- _Liste des tâches_:
[a] D'après l'extrait à lire, quelles sont les deux carrières de Jean Stablinsky ?
[b] Reprenez le texte sur Jean Stablinsky là où il s'arrête et poursuivez-le de quelques phrases.

- _Extrait à lire_:
·····

Depuis le paradis où il jouit du repos éternel, il est certain que Jean Stablinsky garde des vues sur l’enfer. Son enfer. Celui qu’il a contribué à fabriquer, à forger et à durcir. L’enfer du Nord. Lui l’immigré d’originaire polonaise, le fils de veuve et gamin de la houille, en connait quelque chose. Condamné à la mine par destin social, à ces journées sans soleil et cette vie sans bonheur, il s’en est sorti en battant le pavé. Habitué à s’épuiser pour vivre, à se battre pour survivre, il a fait de cet enfer son salut. Blanc comme un ver au matin, noir comme la suie au soir, il a fait de cette métamorphose le trait d’union de ses deux carrières : celles de coureur et de mineur. Aujourd’hui, il en a retrouvé les couleurs.

·····

- _Lignes extraites_:
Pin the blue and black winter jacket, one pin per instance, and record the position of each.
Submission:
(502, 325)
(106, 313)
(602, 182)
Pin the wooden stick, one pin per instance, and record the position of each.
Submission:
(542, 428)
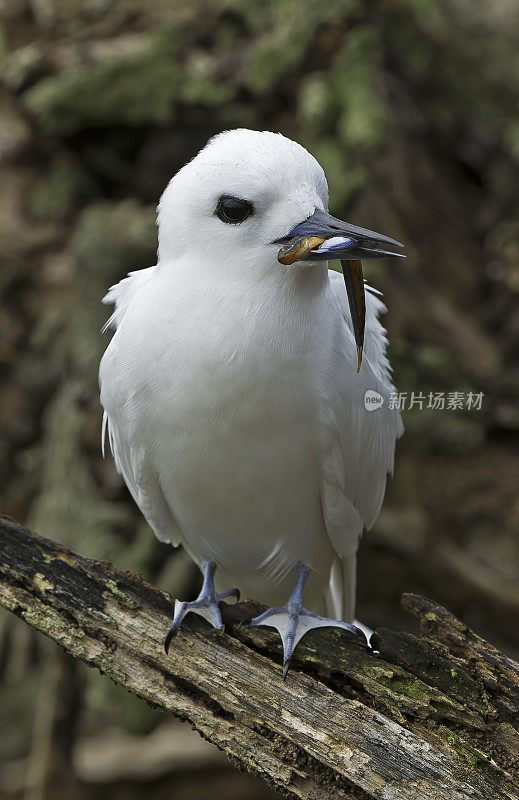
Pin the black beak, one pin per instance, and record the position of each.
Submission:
(322, 237)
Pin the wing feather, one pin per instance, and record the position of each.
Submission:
(131, 458)
(359, 445)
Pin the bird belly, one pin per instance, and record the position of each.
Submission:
(230, 426)
(245, 491)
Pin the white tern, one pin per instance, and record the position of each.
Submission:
(234, 387)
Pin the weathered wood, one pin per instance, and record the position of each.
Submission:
(430, 716)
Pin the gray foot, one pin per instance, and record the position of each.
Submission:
(206, 605)
(292, 621)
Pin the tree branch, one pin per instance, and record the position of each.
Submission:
(430, 716)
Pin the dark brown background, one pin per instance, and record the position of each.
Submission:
(411, 107)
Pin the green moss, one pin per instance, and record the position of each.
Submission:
(140, 87)
(59, 189)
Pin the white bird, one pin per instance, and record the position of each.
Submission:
(232, 398)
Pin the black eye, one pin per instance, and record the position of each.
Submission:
(233, 210)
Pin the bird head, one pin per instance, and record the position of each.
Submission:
(255, 201)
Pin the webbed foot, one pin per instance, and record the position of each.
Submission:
(293, 620)
(206, 605)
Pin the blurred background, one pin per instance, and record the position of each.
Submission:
(412, 108)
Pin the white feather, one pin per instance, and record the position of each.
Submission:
(233, 407)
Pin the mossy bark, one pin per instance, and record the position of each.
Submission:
(432, 715)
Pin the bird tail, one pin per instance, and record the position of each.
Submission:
(340, 598)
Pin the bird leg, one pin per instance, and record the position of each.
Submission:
(293, 620)
(205, 605)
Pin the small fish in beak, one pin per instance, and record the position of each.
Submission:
(322, 237)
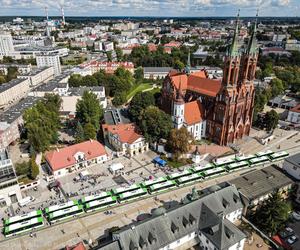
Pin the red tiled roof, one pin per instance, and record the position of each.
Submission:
(78, 246)
(193, 112)
(127, 133)
(197, 82)
(296, 109)
(64, 157)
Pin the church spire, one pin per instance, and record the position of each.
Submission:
(234, 50)
(252, 45)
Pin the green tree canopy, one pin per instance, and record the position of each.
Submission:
(272, 215)
(88, 110)
(154, 124)
(271, 120)
(179, 142)
(139, 102)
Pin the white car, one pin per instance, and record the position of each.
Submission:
(296, 215)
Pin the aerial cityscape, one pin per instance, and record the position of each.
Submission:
(130, 125)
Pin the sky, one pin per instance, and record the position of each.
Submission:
(185, 8)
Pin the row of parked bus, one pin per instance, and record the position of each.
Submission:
(20, 224)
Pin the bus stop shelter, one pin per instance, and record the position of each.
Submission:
(159, 161)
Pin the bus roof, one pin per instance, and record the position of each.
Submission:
(96, 196)
(61, 206)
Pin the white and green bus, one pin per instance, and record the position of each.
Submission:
(62, 206)
(131, 195)
(23, 217)
(148, 183)
(22, 227)
(160, 187)
(177, 175)
(259, 160)
(66, 213)
(95, 197)
(120, 190)
(200, 169)
(213, 172)
(279, 156)
(237, 165)
(188, 179)
(264, 153)
(100, 204)
(244, 157)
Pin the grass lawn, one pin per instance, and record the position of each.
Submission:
(138, 88)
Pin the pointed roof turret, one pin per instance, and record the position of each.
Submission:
(188, 64)
(252, 45)
(234, 50)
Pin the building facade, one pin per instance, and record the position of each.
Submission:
(79, 156)
(48, 60)
(225, 107)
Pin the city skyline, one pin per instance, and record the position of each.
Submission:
(163, 8)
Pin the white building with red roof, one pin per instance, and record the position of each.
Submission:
(294, 115)
(76, 157)
(125, 138)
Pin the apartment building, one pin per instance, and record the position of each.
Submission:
(13, 91)
(49, 60)
(38, 76)
(9, 188)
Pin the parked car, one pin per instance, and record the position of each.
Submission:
(287, 232)
(292, 239)
(296, 215)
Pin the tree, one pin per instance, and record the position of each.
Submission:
(272, 215)
(139, 102)
(119, 98)
(34, 169)
(154, 124)
(179, 142)
(88, 110)
(276, 87)
(271, 120)
(179, 65)
(139, 74)
(89, 131)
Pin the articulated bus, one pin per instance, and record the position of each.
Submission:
(264, 153)
(95, 197)
(160, 187)
(131, 195)
(120, 190)
(54, 208)
(200, 169)
(213, 172)
(24, 226)
(148, 183)
(279, 156)
(179, 174)
(223, 162)
(23, 217)
(237, 165)
(258, 160)
(244, 157)
(100, 204)
(65, 213)
(188, 179)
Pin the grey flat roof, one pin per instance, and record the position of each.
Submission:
(17, 110)
(261, 182)
(10, 84)
(294, 159)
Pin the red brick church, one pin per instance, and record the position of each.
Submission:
(219, 110)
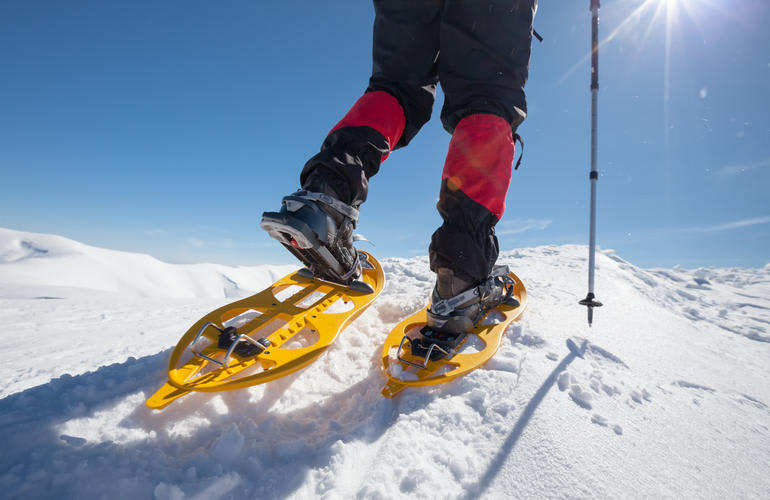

·····

- _Réponses par tâche_:
[a] Il a été coureur et mineur.

[b]
Pluie et boue au rendez-vous

Plus de 900 jours après sa dernière édition, Paris-Roubaix a fait son retour par la grande porte. La très grande porte. Le portail de l’Histoire par l’allée de la légende. En offrant à ses participants et téléspectateurs un décor automnal, il a envenimé tous ses pièges et trempé ses secteurs. Ce matin, à Compiègne, une pluie diluvienne a fait office de bienvenu aux coureurs, signant-là sa première apparition depuis 2002, et la victoire du grand Johan Museeuw. De ce dernier sacre du flandrien, il ne reste évidemment aucun survivant dans le peloton. Tous s’apprêtent à découvrir l’effet du pavé mouillé.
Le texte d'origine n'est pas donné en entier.